Text shown: Begin

Our Stories have Written us into the People we are Today.
My single super hero mom full of endless energy and strength had never taken anything so hard, and I had watched her take my father’s hot-tempered, unfaithful and irrational verbal abuse for almost 15 years. She had persevered with such grace as she gave daily care to my grandmother in her last months of cancer. Now the grief of her death was hitting heavy. Becoming a young woman myself at 18, I studied her closely learning life lessons; I never imagined needing quite so soon.
Just a short year and half later, a few weeks before Christmas, my mom went to the hospital with stomach cramps. Scans showed a growth in her ovaries. As the surgery to remove it concluded, we were summoned to the consult room. The moment seemed to hang in the air, time seemed to stand still, every thing and everyone paused, frozen by the weight of the doctor’s unexpected report. It was no small benign growth but a grapefruit sized malignant tumor in her colon that had spread to her ovaries. Months of chemotherapy shrank her without shrinking the cancer. Having just turned 20, I felt way too young and over my head in the responsibility of doctor’s visits, treatments, comfort and care, for hospice with oxygen tanks and IV’s, for death and funeral planning, for selling a home and caring for my brother.
During her treatment, the specialist had hypothesized her cancer to be caused by a gene mutation, so I got my first colonoscopy at 25. I ate a low fat diet, taught 6 fitness classes a week and prayed daily for God to keep the nightmare of cancer far from me. Dread filled my belly the night of my third baby’s 1st birthday when I found a lump in my breast. Over the next 3 months, 3 doctors who had no concern since I was only 30 dismissed me, but I lacked peace. I had a mammogram on my 31st birthday. I sat in the waiting room with my Bible opened to Psalms 91 praying each verse of protection over myself as I had my mom before me. The surgical biopsy was done a few weeks before Christmas. The timing felt eerily close to my mom’s journey just 10 years prior. How I feared a repeat of my past.
On December 17 as I prepared Christmas gifts for my 4, 3, and 1 year old I got a phone call that my biopsy showed a large and aggressive tumor. As I cried out to God in my fear that my story might not end the way my mother and grandmother’s had, He spoke to me a clear and powerful promise, “Do not dwell on the past. See I’m doing a new thing” (Is 43:18b-19aNIV). The enemy loves to torment and haunt us with the hopeless whisper that pain always repeats itself, taunting us that good dreams might come for a season but the nightmare always returns. Not only did God give me a promise, He gave me strategy to rise above the fear with faith: “If your instructions hadn't sustained me with joy, I would have died in my misery” (Ps 119:92 NLT). I carried a simple spiral of 3x5 cards filled with comforting scriptures with me everywhere during my treatment. I anchored my soul to the hope of God’s promises and in doing so, I did not drown in despair. I had no idea what was happening to the cancer inside of me during the 5 months of chemo to shrink the tumor before surgery, but God’s word quieted the turmoil of the unknown. I got the results of my mastectomy on my mom’s birthday, my story would not be a repeat of her story, they found less than 1 mm of cancer in what had been a 7x8 cm tumor.

Text shown: End
Material provided: Begin

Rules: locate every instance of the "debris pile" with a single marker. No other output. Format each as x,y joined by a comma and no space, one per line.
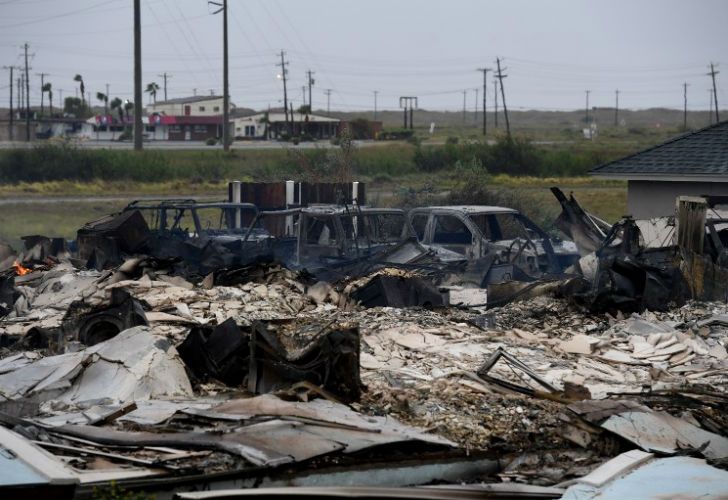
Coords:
138,370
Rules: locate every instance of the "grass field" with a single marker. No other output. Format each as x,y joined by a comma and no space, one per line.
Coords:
54,216
59,207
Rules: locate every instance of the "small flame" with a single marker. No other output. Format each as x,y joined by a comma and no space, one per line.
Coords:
19,269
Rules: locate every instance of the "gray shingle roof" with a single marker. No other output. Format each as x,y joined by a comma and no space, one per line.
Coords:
702,153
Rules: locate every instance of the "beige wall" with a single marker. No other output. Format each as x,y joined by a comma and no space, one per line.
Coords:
209,106
648,199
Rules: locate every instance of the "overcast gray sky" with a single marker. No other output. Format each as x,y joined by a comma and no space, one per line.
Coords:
553,50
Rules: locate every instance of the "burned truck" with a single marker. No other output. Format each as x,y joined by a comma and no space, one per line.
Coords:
495,244
331,240
201,236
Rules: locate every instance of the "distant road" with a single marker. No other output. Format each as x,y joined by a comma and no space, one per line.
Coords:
192,145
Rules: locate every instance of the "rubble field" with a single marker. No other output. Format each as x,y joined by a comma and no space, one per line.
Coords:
145,375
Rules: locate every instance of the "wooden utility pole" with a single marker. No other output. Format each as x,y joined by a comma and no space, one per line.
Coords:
485,99
283,76
501,76
465,102
475,105
10,122
311,81
164,77
495,95
27,96
138,129
586,108
42,93
685,106
225,82
712,74
328,100
408,102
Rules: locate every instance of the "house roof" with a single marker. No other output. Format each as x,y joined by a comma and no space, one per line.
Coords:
187,100
280,117
701,154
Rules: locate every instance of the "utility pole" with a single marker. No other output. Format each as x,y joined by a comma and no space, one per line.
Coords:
283,76
225,74
42,93
408,102
465,100
27,96
375,104
685,106
311,81
475,105
586,109
712,74
137,76
495,94
164,76
328,100
485,99
501,76
10,123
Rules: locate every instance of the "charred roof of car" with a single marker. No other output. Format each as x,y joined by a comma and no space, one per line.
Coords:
468,209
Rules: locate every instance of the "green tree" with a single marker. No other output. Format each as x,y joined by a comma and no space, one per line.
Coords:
128,105
105,99
117,104
49,89
74,106
152,89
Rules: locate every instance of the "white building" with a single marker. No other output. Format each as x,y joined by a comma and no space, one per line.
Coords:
272,125
189,106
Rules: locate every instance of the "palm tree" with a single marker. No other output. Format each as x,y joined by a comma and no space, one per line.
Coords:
81,87
152,91
128,105
105,99
48,88
117,104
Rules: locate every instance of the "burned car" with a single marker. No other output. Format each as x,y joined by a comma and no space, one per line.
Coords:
202,236
500,243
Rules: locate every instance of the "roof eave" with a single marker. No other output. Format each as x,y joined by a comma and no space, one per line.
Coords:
661,177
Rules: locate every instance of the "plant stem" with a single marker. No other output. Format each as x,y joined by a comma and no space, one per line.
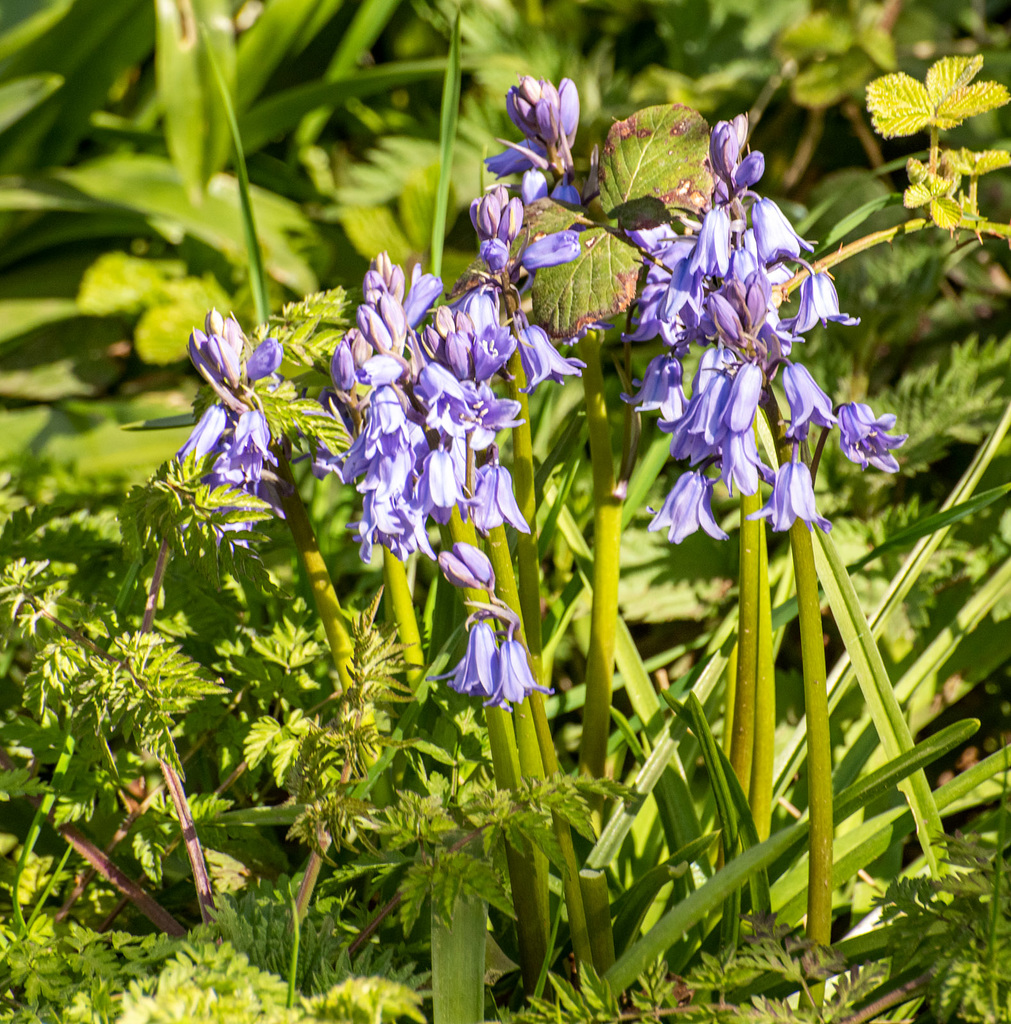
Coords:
606,547
534,707
316,569
743,736
532,926
763,762
816,711
527,554
145,903
397,593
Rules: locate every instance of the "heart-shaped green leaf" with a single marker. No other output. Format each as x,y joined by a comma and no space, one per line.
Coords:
598,284
654,163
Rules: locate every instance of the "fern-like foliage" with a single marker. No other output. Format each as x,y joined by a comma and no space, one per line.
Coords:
198,521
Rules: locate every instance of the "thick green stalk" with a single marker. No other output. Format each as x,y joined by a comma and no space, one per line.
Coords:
533,711
316,569
743,734
458,963
527,555
532,921
818,736
763,762
397,593
606,555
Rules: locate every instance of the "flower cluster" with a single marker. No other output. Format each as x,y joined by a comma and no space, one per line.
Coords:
235,428
715,288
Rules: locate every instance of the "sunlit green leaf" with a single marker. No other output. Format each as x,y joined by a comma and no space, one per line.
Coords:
898,104
598,284
654,163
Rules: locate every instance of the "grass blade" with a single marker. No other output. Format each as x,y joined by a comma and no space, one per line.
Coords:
447,140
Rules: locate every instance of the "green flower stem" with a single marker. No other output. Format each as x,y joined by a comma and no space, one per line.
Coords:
42,812
818,736
527,555
397,593
743,734
316,569
533,712
843,253
763,761
816,711
532,915
606,547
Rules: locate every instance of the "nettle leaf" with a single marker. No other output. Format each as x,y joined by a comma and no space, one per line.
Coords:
654,163
598,284
948,76
974,164
945,213
898,104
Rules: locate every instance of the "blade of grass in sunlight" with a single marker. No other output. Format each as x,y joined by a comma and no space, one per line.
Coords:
447,141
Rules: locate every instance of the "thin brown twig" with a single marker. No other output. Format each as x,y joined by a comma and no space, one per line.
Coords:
145,903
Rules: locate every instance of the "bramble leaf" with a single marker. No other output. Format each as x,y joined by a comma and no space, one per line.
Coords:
598,284
898,104
654,163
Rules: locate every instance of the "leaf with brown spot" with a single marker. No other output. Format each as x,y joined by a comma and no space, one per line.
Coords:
653,164
598,284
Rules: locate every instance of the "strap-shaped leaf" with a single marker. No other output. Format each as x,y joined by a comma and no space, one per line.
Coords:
655,162
898,104
598,284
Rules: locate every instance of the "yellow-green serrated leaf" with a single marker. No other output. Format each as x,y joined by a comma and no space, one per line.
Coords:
988,160
951,74
968,102
918,195
654,162
898,104
916,170
945,213
598,284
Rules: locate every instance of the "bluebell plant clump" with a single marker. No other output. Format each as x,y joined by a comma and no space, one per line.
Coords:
716,288
234,429
415,383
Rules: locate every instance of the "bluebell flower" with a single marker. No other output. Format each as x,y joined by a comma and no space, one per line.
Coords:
818,301
465,565
552,250
792,499
515,681
494,502
477,673
541,360
808,403
712,253
687,508
207,433
864,437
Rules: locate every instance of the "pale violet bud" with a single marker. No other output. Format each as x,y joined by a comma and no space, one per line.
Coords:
465,565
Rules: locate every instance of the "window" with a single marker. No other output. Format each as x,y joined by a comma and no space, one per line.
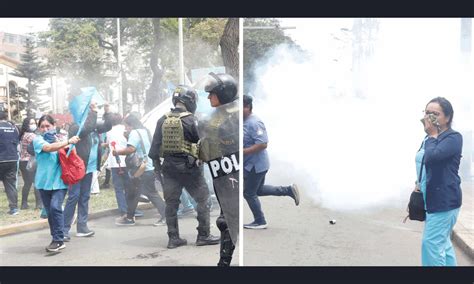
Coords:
10,38
13,55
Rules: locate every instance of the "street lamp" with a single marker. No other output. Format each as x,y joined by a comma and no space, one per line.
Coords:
119,69
181,56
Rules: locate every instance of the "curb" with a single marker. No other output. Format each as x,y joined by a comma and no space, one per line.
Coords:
462,244
43,224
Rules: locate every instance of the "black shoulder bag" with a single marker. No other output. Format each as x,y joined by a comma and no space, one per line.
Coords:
416,205
135,164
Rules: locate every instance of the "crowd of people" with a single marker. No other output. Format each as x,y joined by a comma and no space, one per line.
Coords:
135,162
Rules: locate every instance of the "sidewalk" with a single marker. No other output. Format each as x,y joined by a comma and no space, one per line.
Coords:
463,233
42,224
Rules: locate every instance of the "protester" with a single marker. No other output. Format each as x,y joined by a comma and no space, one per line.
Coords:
256,166
48,178
438,162
139,138
27,134
89,151
9,141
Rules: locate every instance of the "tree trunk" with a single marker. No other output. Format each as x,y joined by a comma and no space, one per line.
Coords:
153,94
230,47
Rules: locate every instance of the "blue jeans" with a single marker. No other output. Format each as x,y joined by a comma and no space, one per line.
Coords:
254,186
53,201
79,194
436,246
121,181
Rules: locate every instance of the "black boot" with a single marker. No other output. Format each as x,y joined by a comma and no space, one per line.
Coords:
226,249
205,238
24,201
175,241
227,246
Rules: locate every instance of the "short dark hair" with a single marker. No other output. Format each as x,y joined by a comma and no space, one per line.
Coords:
47,117
248,100
115,119
445,106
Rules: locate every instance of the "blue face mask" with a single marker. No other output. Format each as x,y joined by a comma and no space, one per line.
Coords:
50,136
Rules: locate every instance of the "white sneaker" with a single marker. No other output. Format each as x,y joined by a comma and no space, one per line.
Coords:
255,226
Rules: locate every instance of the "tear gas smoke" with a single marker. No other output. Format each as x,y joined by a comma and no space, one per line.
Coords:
351,150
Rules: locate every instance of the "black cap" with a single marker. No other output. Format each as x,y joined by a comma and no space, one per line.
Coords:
247,100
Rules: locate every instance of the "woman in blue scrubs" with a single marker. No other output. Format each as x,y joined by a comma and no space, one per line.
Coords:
48,178
438,161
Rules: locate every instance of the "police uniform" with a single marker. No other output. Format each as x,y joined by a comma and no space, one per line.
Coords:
220,149
9,140
177,145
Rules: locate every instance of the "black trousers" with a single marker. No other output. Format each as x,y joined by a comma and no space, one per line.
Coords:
8,172
145,184
195,184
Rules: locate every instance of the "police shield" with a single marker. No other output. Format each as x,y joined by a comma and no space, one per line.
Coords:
219,148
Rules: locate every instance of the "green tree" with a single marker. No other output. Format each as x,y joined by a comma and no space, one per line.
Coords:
33,69
229,43
258,43
86,48
75,53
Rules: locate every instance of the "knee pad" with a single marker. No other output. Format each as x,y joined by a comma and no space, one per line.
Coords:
221,223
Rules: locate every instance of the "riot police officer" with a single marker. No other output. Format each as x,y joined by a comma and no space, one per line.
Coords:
220,150
176,141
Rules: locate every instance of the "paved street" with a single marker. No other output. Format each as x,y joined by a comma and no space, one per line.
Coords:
139,245
303,236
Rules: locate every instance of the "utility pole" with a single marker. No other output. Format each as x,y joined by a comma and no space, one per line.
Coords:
181,56
8,95
119,69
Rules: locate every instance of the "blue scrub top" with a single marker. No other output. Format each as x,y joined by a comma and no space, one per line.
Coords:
92,163
48,170
255,133
419,159
134,140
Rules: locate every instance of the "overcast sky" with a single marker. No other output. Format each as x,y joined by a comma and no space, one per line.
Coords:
23,25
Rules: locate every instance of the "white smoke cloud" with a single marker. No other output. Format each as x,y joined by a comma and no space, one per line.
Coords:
350,152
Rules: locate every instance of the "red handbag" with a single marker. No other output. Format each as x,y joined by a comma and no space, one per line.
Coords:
73,168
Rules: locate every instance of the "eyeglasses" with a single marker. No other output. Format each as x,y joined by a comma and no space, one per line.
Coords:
427,112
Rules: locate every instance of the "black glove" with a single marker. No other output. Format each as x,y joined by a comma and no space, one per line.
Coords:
157,165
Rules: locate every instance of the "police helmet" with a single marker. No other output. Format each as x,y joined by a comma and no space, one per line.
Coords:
186,95
223,85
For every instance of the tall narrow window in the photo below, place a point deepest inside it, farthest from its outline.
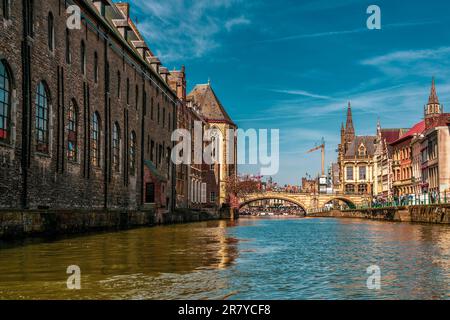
(5, 7)
(150, 192)
(95, 67)
(42, 118)
(95, 140)
(137, 97)
(164, 117)
(72, 136)
(158, 113)
(51, 32)
(83, 58)
(133, 153)
(68, 53)
(116, 147)
(118, 84)
(152, 151)
(128, 91)
(30, 17)
(152, 107)
(5, 103)
(169, 123)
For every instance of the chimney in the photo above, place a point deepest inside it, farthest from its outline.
(124, 7)
(154, 63)
(164, 72)
(141, 47)
(101, 6)
(122, 26)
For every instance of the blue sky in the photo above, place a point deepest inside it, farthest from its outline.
(293, 65)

Material provided: End

● **Work to be completed**
In the personal story above, on what day did the writer receive the mastectomy results?

● **Answer for the task**
On the writer's mom's birthday.